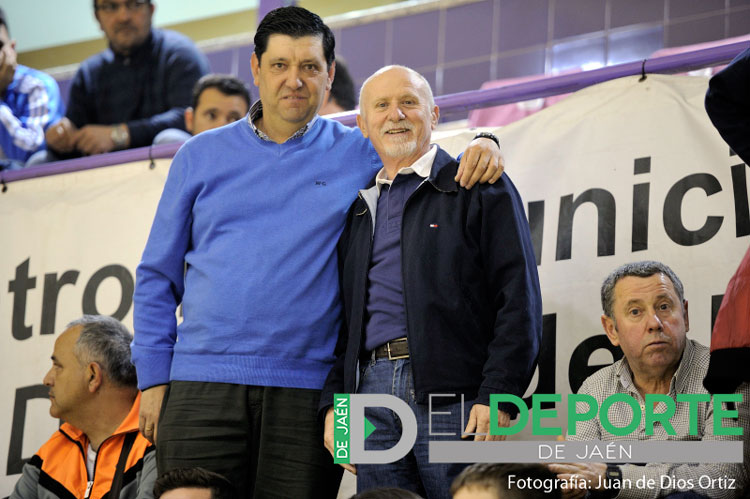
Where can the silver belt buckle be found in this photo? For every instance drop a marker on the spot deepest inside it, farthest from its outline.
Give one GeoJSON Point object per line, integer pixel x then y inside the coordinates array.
{"type": "Point", "coordinates": [391, 357]}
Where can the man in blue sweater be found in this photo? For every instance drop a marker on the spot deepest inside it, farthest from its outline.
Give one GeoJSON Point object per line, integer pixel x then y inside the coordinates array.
{"type": "Point", "coordinates": [245, 239]}
{"type": "Point", "coordinates": [29, 103]}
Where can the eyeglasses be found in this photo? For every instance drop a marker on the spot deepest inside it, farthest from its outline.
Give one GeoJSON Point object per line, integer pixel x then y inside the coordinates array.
{"type": "Point", "coordinates": [130, 5]}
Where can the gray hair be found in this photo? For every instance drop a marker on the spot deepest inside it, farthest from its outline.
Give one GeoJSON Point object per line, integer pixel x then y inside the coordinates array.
{"type": "Point", "coordinates": [645, 268]}
{"type": "Point", "coordinates": [430, 97]}
{"type": "Point", "coordinates": [106, 341]}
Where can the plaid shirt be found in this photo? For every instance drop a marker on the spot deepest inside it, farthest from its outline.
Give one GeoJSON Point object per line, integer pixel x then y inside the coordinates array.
{"type": "Point", "coordinates": [256, 112]}
{"type": "Point", "coordinates": [618, 378]}
{"type": "Point", "coordinates": [30, 104]}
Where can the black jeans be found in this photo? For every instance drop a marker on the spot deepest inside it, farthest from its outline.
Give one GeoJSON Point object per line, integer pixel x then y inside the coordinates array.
{"type": "Point", "coordinates": [266, 440]}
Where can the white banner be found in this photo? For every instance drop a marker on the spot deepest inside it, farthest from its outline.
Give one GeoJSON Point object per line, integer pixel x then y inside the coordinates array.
{"type": "Point", "coordinates": [621, 171]}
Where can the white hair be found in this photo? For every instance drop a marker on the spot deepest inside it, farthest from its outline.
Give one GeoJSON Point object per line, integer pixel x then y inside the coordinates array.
{"type": "Point", "coordinates": [430, 98]}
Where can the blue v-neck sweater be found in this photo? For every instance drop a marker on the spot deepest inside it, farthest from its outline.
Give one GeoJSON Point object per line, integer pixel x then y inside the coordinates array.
{"type": "Point", "coordinates": [245, 238]}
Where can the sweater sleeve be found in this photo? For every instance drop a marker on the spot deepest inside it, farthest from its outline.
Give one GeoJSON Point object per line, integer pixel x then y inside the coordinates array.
{"type": "Point", "coordinates": [160, 277]}
{"type": "Point", "coordinates": [514, 290]}
{"type": "Point", "coordinates": [27, 129]}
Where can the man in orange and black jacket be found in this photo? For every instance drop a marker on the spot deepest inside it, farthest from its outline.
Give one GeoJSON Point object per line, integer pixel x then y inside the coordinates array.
{"type": "Point", "coordinates": [98, 450]}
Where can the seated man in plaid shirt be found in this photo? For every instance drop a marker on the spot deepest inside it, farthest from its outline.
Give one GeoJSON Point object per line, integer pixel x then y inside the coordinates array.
{"type": "Point", "coordinates": [646, 315]}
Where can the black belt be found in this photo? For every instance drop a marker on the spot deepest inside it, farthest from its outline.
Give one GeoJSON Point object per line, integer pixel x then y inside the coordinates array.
{"type": "Point", "coordinates": [393, 350]}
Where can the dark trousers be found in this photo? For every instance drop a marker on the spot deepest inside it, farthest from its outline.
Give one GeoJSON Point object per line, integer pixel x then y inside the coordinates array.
{"type": "Point", "coordinates": [266, 440]}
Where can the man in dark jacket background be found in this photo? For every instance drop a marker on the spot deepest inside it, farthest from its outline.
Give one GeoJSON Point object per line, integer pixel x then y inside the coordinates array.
{"type": "Point", "coordinates": [440, 291]}
{"type": "Point", "coordinates": [140, 85]}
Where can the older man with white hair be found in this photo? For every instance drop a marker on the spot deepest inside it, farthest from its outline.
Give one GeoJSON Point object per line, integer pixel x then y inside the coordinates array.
{"type": "Point", "coordinates": [439, 286]}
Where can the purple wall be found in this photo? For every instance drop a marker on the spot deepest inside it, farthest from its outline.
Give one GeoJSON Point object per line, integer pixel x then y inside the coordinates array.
{"type": "Point", "coordinates": [458, 48]}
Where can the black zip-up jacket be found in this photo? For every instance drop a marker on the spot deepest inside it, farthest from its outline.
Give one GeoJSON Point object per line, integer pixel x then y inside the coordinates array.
{"type": "Point", "coordinates": [470, 284]}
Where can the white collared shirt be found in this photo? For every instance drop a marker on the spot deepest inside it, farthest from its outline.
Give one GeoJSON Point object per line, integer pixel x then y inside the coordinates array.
{"type": "Point", "coordinates": [421, 167]}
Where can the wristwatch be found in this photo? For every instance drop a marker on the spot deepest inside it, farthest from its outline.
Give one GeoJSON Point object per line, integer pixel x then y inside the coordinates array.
{"type": "Point", "coordinates": [120, 136]}
{"type": "Point", "coordinates": [488, 135]}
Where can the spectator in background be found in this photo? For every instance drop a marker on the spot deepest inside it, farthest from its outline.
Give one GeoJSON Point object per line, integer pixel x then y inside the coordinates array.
{"type": "Point", "coordinates": [122, 97]}
{"type": "Point", "coordinates": [261, 284]}
{"type": "Point", "coordinates": [499, 481]}
{"type": "Point", "coordinates": [92, 388]}
{"type": "Point", "coordinates": [193, 483]}
{"type": "Point", "coordinates": [646, 315]}
{"type": "Point", "coordinates": [217, 101]}
{"type": "Point", "coordinates": [30, 102]}
{"type": "Point", "coordinates": [341, 96]}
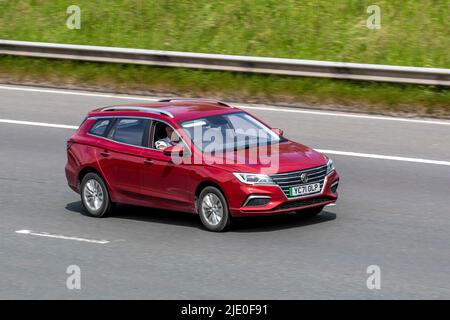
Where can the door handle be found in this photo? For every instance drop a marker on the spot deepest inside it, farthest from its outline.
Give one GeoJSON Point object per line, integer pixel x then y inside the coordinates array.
{"type": "Point", "coordinates": [105, 153]}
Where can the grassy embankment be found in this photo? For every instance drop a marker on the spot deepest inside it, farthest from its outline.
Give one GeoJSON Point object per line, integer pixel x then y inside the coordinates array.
{"type": "Point", "coordinates": [413, 33]}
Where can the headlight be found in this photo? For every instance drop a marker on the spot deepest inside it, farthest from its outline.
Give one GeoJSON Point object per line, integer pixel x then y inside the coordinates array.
{"type": "Point", "coordinates": [330, 166]}
{"type": "Point", "coordinates": [253, 178]}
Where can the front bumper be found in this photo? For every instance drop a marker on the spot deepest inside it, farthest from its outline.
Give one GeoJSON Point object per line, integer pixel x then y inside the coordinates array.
{"type": "Point", "coordinates": [276, 201]}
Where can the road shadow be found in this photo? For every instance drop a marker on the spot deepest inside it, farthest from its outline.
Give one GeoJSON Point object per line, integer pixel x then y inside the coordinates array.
{"type": "Point", "coordinates": [242, 225]}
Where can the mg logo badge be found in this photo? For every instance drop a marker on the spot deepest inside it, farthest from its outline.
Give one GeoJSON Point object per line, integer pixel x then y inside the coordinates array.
{"type": "Point", "coordinates": [304, 178]}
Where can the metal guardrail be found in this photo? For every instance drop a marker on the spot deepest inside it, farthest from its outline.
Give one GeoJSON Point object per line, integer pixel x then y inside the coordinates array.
{"type": "Point", "coordinates": [278, 66]}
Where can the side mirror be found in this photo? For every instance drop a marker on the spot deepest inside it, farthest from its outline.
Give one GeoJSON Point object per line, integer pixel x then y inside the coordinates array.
{"type": "Point", "coordinates": [278, 131]}
{"type": "Point", "coordinates": [176, 151]}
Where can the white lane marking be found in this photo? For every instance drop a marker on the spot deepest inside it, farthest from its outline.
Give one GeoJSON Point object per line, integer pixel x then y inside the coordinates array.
{"type": "Point", "coordinates": [57, 236]}
{"type": "Point", "coordinates": [291, 110]}
{"type": "Point", "coordinates": [38, 124]}
{"type": "Point", "coordinates": [341, 153]}
{"type": "Point", "coordinates": [384, 157]}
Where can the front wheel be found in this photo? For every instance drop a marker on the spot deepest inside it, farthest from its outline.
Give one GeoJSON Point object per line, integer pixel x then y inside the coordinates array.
{"type": "Point", "coordinates": [95, 196]}
{"type": "Point", "coordinates": [311, 212]}
{"type": "Point", "coordinates": [212, 208]}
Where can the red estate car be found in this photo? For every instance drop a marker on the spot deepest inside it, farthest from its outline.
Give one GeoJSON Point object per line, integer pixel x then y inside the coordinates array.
{"type": "Point", "coordinates": [197, 156]}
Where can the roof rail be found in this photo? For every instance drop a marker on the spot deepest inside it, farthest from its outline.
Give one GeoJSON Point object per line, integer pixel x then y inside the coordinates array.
{"type": "Point", "coordinates": [197, 99]}
{"type": "Point", "coordinates": [143, 109]}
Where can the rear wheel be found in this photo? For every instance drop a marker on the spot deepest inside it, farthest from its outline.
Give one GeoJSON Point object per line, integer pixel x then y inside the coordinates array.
{"type": "Point", "coordinates": [212, 208]}
{"type": "Point", "coordinates": [311, 212]}
{"type": "Point", "coordinates": [95, 196]}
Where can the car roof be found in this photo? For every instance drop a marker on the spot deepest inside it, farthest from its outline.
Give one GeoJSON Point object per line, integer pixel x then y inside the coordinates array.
{"type": "Point", "coordinates": [176, 109]}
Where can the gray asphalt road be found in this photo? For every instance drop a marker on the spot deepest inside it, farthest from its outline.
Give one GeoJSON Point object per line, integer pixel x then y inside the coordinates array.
{"type": "Point", "coordinates": [393, 214]}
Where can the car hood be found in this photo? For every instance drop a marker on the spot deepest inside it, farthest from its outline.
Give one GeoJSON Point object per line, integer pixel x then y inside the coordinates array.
{"type": "Point", "coordinates": [283, 157]}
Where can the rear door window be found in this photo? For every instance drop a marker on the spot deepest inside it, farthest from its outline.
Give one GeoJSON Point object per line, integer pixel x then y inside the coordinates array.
{"type": "Point", "coordinates": [130, 131]}
{"type": "Point", "coordinates": [100, 127]}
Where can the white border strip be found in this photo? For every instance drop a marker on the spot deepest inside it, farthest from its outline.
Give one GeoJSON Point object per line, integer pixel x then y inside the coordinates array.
{"type": "Point", "coordinates": [281, 109]}
{"type": "Point", "coordinates": [57, 236]}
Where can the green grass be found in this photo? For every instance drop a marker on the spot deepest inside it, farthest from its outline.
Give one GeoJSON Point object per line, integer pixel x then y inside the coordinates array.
{"type": "Point", "coordinates": [413, 32]}
{"type": "Point", "coordinates": [364, 96]}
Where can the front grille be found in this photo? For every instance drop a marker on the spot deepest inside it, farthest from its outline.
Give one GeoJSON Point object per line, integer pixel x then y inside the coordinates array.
{"type": "Point", "coordinates": [302, 203]}
{"type": "Point", "coordinates": [292, 179]}
{"type": "Point", "coordinates": [256, 202]}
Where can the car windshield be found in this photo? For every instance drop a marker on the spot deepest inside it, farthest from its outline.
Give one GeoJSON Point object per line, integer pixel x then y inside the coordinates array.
{"type": "Point", "coordinates": [227, 132]}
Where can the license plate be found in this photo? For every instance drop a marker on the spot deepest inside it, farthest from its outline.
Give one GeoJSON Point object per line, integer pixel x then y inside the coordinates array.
{"type": "Point", "coordinates": [304, 190]}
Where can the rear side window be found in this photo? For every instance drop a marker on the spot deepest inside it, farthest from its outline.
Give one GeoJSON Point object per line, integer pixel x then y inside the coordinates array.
{"type": "Point", "coordinates": [129, 131]}
{"type": "Point", "coordinates": [100, 127]}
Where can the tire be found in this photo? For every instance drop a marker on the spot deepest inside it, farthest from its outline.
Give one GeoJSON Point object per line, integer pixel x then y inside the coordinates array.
{"type": "Point", "coordinates": [311, 212]}
{"type": "Point", "coordinates": [212, 207]}
{"type": "Point", "coordinates": [94, 196]}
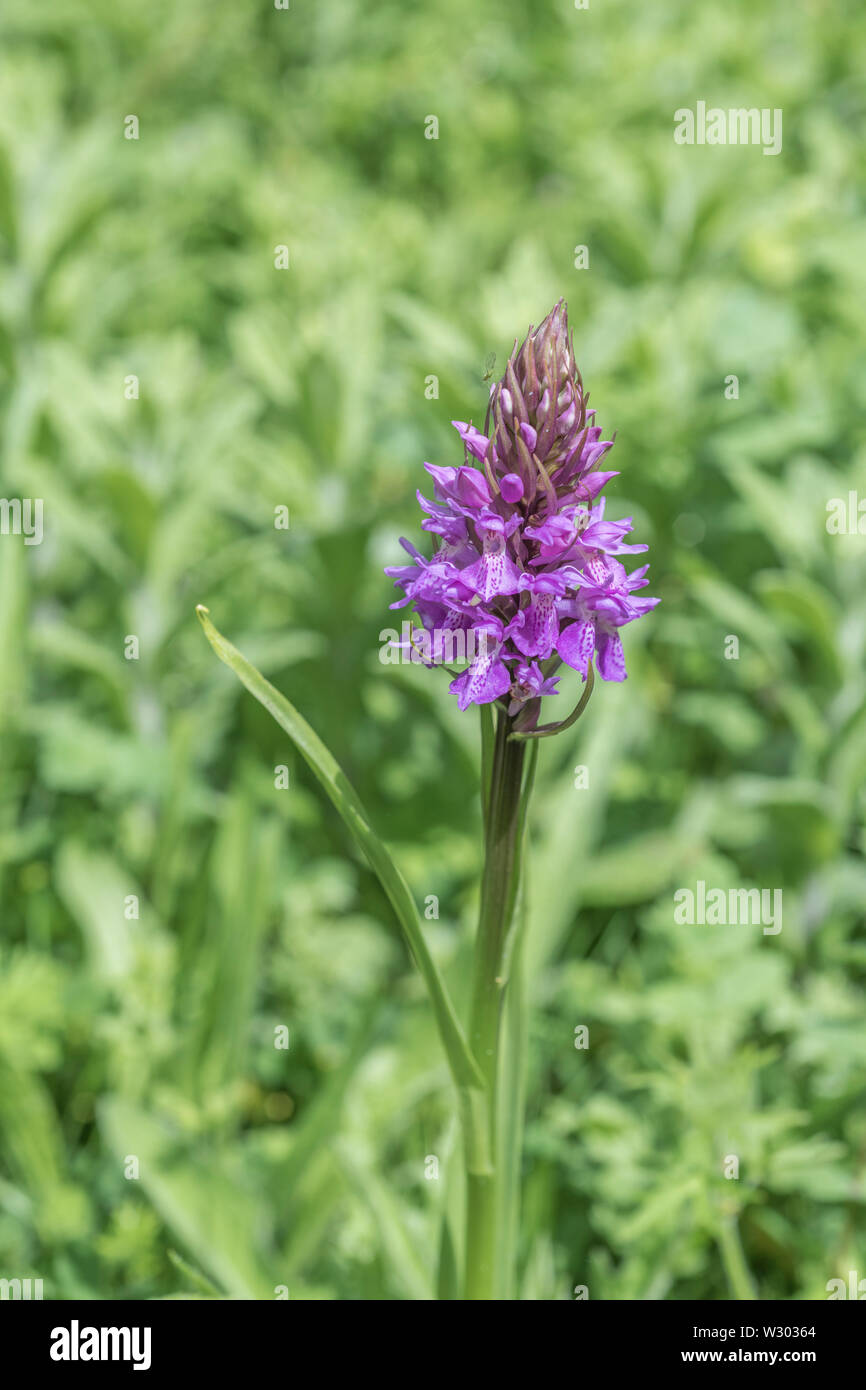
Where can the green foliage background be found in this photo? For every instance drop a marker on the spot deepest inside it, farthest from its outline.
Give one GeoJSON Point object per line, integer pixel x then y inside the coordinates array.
{"type": "Point", "coordinates": [409, 257]}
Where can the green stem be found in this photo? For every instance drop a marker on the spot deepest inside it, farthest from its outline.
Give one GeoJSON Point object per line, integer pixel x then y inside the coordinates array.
{"type": "Point", "coordinates": [733, 1260]}
{"type": "Point", "coordinates": [505, 815]}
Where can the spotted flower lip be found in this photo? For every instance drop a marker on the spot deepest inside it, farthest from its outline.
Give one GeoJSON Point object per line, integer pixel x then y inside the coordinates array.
{"type": "Point", "coordinates": [524, 556]}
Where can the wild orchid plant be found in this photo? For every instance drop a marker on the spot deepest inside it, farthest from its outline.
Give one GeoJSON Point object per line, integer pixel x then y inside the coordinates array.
{"type": "Point", "coordinates": [524, 571]}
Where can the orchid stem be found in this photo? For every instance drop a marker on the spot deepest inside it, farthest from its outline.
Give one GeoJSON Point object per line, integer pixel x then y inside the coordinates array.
{"type": "Point", "coordinates": [505, 816]}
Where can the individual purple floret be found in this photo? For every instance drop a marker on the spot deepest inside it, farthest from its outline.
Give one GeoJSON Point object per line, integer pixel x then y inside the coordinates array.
{"type": "Point", "coordinates": [524, 565]}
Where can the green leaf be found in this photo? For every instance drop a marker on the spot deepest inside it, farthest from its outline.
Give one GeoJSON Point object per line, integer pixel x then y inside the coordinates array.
{"type": "Point", "coordinates": [345, 799]}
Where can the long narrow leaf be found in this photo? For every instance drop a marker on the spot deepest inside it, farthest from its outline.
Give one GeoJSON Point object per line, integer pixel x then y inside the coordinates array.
{"type": "Point", "coordinates": [345, 799]}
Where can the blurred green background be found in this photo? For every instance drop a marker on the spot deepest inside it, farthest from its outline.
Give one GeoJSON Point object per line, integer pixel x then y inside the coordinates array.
{"type": "Point", "coordinates": [305, 1169]}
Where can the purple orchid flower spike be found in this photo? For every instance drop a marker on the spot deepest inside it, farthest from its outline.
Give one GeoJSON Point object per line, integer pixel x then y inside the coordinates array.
{"type": "Point", "coordinates": [526, 560]}
{"type": "Point", "coordinates": [526, 570]}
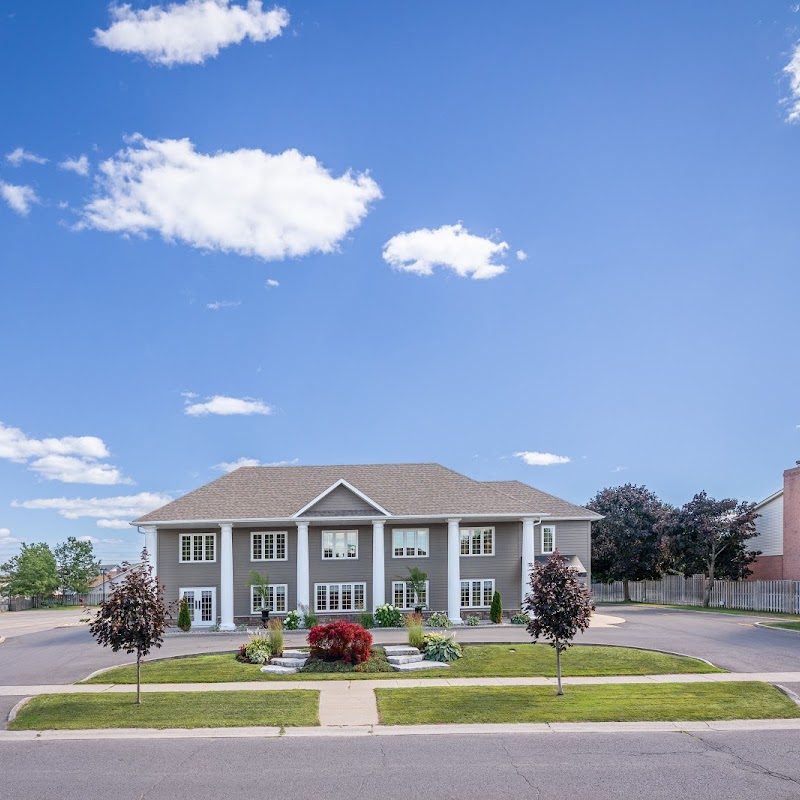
::::
Format the lines from the one containing "Where can the purple orchid" through the last line as a two-column CSV with the header instruction,response, using one row per text-and-answer pair and putting each in a single quoted field with its line breaks replaced by spaces. Omit the pictures.

▶ EXERCISE OUTPUT
instruction,response
"Where can the purple orchid flower spike be found in this photo? For every instance drop a marker on the spot deepest inside it, farthest from its outline. Give one GeoJSON Point object per line, integer pixel x then y inside the coordinates array.","{""type"": ""Point"", ""coordinates"": [526, 560]} {""type"": ""Point"", ""coordinates"": [526, 570]}"